▶ ASSIGNED TASK: One number is the whole answer: the tally of lines in the records below that contain "fluffy".

▶ DATA TO PROCESS:
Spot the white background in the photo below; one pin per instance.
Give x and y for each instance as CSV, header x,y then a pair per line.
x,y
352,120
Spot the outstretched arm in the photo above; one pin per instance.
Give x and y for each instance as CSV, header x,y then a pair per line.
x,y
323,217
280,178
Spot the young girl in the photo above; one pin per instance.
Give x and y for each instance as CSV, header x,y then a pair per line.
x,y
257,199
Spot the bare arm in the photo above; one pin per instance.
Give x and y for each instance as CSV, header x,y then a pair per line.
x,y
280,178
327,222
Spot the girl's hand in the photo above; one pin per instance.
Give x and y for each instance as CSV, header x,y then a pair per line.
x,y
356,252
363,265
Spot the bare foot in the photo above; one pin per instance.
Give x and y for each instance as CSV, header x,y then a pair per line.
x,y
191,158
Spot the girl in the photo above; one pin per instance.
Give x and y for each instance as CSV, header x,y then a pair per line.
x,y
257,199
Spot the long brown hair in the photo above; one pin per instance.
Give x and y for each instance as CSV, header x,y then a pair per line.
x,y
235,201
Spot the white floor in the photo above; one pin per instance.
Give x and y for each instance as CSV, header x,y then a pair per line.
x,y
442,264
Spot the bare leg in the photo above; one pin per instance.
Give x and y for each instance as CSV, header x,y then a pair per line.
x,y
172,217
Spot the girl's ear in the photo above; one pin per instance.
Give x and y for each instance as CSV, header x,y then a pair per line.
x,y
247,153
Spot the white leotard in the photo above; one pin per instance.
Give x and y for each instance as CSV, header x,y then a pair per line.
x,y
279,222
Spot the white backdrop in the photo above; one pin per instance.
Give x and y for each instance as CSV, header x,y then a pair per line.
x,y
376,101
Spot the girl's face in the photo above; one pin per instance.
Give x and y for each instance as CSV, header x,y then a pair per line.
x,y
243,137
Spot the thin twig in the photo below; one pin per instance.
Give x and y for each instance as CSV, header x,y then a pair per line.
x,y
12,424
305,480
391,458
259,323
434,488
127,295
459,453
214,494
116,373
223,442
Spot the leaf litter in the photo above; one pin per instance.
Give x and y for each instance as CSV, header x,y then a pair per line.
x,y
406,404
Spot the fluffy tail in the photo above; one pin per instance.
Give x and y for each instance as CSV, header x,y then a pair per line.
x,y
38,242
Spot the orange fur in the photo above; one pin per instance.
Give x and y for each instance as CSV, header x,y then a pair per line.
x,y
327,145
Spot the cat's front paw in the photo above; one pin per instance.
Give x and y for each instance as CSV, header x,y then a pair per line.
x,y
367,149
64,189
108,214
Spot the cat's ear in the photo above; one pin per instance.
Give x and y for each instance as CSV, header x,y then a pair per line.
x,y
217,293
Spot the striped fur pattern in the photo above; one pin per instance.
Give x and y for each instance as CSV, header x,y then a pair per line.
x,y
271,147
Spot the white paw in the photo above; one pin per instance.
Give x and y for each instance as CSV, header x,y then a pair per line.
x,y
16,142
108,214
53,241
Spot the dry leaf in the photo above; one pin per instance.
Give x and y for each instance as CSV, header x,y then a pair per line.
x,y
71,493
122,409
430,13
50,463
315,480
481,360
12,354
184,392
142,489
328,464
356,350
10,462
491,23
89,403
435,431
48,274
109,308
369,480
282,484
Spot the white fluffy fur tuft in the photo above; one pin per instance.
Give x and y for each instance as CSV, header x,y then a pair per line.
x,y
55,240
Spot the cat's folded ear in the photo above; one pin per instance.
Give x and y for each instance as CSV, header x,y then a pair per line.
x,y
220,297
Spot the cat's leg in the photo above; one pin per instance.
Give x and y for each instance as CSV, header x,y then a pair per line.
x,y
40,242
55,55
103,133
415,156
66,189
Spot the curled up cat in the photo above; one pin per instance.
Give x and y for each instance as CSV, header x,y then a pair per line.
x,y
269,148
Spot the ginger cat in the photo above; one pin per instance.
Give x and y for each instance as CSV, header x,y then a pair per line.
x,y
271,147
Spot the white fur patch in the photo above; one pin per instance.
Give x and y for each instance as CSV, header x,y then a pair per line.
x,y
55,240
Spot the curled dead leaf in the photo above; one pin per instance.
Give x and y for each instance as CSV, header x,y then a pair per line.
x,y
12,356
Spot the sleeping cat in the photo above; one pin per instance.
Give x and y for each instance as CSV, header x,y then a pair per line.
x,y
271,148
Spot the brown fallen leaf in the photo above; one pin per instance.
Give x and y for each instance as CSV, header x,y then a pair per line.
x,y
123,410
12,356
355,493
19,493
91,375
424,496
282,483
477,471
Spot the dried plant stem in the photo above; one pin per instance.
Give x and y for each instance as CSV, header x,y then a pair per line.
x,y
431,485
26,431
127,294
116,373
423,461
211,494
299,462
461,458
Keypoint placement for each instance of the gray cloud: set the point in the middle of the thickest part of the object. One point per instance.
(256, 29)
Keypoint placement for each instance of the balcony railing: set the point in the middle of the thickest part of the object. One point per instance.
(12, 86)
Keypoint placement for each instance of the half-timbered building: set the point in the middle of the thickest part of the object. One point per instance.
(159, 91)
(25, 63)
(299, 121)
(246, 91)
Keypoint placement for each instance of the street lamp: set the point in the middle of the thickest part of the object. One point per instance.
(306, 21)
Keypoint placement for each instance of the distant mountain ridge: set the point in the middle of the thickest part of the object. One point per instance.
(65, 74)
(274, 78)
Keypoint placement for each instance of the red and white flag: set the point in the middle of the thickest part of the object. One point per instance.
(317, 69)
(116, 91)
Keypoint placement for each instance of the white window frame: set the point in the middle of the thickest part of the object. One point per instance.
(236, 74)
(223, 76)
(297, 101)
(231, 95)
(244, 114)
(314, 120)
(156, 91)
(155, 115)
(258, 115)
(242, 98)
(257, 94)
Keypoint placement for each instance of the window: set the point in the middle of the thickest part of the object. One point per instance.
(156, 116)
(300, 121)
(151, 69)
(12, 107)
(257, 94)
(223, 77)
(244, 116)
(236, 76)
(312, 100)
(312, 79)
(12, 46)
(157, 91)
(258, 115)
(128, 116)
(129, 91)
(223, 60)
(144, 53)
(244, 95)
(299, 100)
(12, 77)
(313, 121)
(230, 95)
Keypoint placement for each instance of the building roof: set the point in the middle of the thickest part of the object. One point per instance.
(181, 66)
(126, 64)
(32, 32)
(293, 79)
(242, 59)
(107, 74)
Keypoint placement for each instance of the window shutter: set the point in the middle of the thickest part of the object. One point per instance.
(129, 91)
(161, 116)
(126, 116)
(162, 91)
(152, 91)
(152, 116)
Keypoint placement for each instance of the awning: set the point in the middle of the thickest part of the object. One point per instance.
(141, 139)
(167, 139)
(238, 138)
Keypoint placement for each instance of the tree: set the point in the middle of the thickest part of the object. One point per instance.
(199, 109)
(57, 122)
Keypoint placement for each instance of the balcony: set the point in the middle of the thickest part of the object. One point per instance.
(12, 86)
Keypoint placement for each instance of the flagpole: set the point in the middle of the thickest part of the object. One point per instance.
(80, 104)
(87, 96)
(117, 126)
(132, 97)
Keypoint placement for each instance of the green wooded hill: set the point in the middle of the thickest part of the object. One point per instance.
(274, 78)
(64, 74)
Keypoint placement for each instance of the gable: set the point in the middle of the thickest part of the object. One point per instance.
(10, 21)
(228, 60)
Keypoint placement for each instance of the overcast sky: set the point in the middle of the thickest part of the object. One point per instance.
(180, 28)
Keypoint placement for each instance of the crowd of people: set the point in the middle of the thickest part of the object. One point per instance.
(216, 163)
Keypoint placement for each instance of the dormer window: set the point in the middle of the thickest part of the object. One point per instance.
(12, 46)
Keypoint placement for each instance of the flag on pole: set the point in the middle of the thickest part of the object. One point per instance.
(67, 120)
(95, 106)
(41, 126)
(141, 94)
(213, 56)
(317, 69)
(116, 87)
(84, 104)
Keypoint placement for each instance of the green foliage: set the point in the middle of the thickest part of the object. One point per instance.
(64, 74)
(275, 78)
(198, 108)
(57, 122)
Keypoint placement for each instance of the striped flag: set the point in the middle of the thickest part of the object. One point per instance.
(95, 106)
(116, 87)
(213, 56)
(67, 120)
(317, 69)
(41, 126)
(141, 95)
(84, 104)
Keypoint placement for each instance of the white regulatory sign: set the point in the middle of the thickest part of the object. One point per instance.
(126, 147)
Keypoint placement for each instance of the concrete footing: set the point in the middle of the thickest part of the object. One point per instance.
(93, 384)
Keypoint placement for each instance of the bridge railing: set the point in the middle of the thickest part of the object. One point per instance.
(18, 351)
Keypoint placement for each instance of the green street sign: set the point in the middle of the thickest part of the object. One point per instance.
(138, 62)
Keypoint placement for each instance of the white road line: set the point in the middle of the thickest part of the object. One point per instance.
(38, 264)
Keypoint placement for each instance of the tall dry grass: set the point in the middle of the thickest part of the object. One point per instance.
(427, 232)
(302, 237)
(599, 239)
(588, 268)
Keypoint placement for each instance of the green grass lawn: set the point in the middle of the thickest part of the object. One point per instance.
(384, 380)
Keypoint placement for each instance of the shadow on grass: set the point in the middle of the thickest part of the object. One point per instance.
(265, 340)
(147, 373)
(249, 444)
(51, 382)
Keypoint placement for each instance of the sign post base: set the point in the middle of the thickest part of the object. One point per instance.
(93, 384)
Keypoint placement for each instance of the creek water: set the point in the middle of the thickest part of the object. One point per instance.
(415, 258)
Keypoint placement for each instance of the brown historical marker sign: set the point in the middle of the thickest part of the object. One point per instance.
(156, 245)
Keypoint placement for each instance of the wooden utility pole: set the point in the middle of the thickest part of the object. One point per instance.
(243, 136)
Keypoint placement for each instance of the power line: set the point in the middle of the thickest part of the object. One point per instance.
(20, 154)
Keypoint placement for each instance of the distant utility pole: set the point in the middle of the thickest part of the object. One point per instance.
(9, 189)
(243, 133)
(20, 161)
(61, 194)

▶ ANSWER FOR THIS EXERCISE: 2